[Point-based annotation records]
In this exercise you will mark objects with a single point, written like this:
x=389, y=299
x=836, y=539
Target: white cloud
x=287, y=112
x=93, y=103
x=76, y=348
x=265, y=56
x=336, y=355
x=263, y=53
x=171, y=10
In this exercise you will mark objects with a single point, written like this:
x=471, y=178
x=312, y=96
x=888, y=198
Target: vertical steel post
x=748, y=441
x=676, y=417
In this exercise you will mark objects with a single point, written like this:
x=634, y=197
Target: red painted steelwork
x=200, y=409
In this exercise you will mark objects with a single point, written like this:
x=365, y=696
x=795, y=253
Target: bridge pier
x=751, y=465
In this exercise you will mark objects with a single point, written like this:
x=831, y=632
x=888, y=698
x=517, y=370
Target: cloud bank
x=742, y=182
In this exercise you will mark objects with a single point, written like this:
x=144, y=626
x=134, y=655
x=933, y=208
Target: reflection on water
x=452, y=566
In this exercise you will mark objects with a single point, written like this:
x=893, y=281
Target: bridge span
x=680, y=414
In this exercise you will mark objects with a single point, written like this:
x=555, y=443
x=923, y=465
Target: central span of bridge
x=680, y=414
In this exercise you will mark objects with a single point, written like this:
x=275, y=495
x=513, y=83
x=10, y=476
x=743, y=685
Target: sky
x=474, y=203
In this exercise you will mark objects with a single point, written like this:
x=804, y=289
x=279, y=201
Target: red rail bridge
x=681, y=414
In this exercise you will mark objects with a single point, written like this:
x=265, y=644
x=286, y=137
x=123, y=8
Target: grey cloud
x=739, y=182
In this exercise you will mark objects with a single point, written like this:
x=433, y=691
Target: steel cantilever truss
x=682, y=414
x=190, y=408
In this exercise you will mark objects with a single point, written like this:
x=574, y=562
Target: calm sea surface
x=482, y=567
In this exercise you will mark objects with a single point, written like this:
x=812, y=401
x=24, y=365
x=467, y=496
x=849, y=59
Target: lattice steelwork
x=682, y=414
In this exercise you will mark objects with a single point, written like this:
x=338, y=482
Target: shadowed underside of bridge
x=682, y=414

- **Given request**: Reproduce every line of the records above verbatim.

- **Written answer**:
In this exercise you will mark objects with a single point, written like this:
x=389, y=299
x=836, y=539
Target: white cloud
x=287, y=112
x=93, y=103
x=76, y=348
x=265, y=56
x=336, y=355
x=263, y=53
x=171, y=10
In this exercise you will mark objects with a single point, written like this:
x=471, y=178
x=312, y=96
x=888, y=198
Target: vertical steel post
x=748, y=441
x=676, y=417
In this exercise you will mark objects with a single point, written like this:
x=634, y=197
Target: red painted steelwork
x=200, y=409
In this exercise you will mark objects with a single point, written like this:
x=365, y=696
x=795, y=253
Target: bridge pier
x=751, y=465
In this exercise you will mark objects with a single point, written like this:
x=831, y=632
x=888, y=698
x=517, y=370
Target: cloud bank
x=742, y=182
In this exercise you will mark objects with a single point, written like this:
x=144, y=626
x=134, y=655
x=933, y=208
Target: reflection on water
x=452, y=566
In this exercise you will mark objects with a single point, written like this:
x=893, y=281
Target: bridge span
x=680, y=414
In this exercise you will mark objects with a single point, written like this:
x=555, y=443
x=923, y=465
Target: central span of bridge
x=680, y=414
In this exercise you will mark objects with a single point, written like this:
x=275, y=495
x=513, y=83
x=10, y=476
x=743, y=685
Target: sky
x=474, y=203
In this exercise you will mark objects with a single point, written like this:
x=804, y=289
x=279, y=201
Target: red rail bridge
x=681, y=414
In this exercise you will mark objects with a single point, written like this:
x=265, y=644
x=286, y=137
x=123, y=8
Target: grey cloud
x=739, y=182
In this exercise you will mark objects with a single point, written like this:
x=433, y=691
Target: steel cantilever truss
x=682, y=414
x=190, y=408
In this exercise you will mark objects with a single point, written like this:
x=574, y=562
Target: calm sea surface
x=482, y=567
In this exercise you will mark objects with a single point, written like this:
x=812, y=401
x=24, y=365
x=467, y=496
x=849, y=59
Target: lattice steelwork
x=682, y=414
In this exercise you will mark objects with a single point, written like this:
x=338, y=482
Target: shadowed underside of bridge
x=682, y=414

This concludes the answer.